§ Source document:
################

By 2006, I wanted to finish the book so I could think of other things. I took
Mediabistro's course, Memoir Writing Basics, by
Stephanie Elizondo Griest, author of
Around the Bloc: My Life in Moscow, Beijing, and Havana (Villard, 2004). I began dreaming of being “a residency whore” (as Stephanie called it): someone who jumps from one artist or writer residency to another, doing nothing but their art.
In December of 2007 I was laid off as a developmental book editor in northern New Jersey. I was freelancing for a local newspaper. Now was the time. I applied to five residencies. Three rejected me, one offered too little financial aid, and the third -- the
Santa Fe Art Institute (SFAI) – sounded too great to be true: a
three-month fellowship, stipend, backdrop of the College of Santa Fe. On October 1, 2008, I climbed aboard a flight to New Mexico, free to do nothing but finish my memoir during the next three months.
It took me nearly half of October to find my rhythm (not to mention adjust my lungs to the 7,000 ft. altitude here). I began writing and editing chapters pretty intensely: five days a week from 8:30 a.m. to noon, resuming again 6 to 9 p.m. In between writing sessions, I jogged or biked along a trail filled with local flora, went to dinner with my new friends or just piddled around in my room. I've discovered there is a reason for two-day weekends:
It's crucial to rejuvenate.

################

§ Information shown:

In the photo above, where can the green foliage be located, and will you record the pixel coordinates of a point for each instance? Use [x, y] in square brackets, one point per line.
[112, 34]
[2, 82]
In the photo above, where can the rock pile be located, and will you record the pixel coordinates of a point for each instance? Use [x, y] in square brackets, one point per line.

################

§ Work to do:
**A.** In the text about the writing residency, on what date did the writer fly to New Mexico?
**B.** Continue the text about the writing residency, starting after its final sentence.
The lines that come after the residency text are not needed here.

§ Answer set:
**A.** October 1, 2008.

**B.**
My room is an incredible space with cathedral ceilings and a skylight in a bathroom I don’t have to share. It's comfortable, amply furnished, well-lit and equipped with answering machine and hair dryer, and the laundry room is free. A communal kitchen is stocked with staples (bread, cheese, eggs, milk, etc.), and although we do our own shopping for anything else and cook all meals, the center does provide monthly communal dinners. At first, food prep was a nuisance, but it’s a welcome break now – any chance for variation in the work routine. Can it get lonely? Sure, but the cure is hiking at gorgeous national monuments in the area and shopping and gabfests with other artists.
There are one or two lectures a month, but finding entertainment is otherwise up to us. Guest lecturers living among us have included MacArthur Fellows, photographer
Fazal Sheikh and artist/architect/filmmaker
Alfredo Jaar. Sheikh gave a slide show on his images of displaced women and children in the Middle East; Jaar played examples of the migration of sound with international recordings of a song his father used to sing. Both were part of SFAI’s current exhibition theme: “Outsider: Tourism, Migration and Exile.”
Living with 8 to 10 artists and writers can be as intense as the writing. We eat, sleep and work in the same area -- bedrooms, communal kitchen and living area, and studios (for visual artists). Writers who don’t want to work in their bedrooms head out for space in the library, common areas or around town. One of the best parts of my residency is being inspired by other artists committed to their craft.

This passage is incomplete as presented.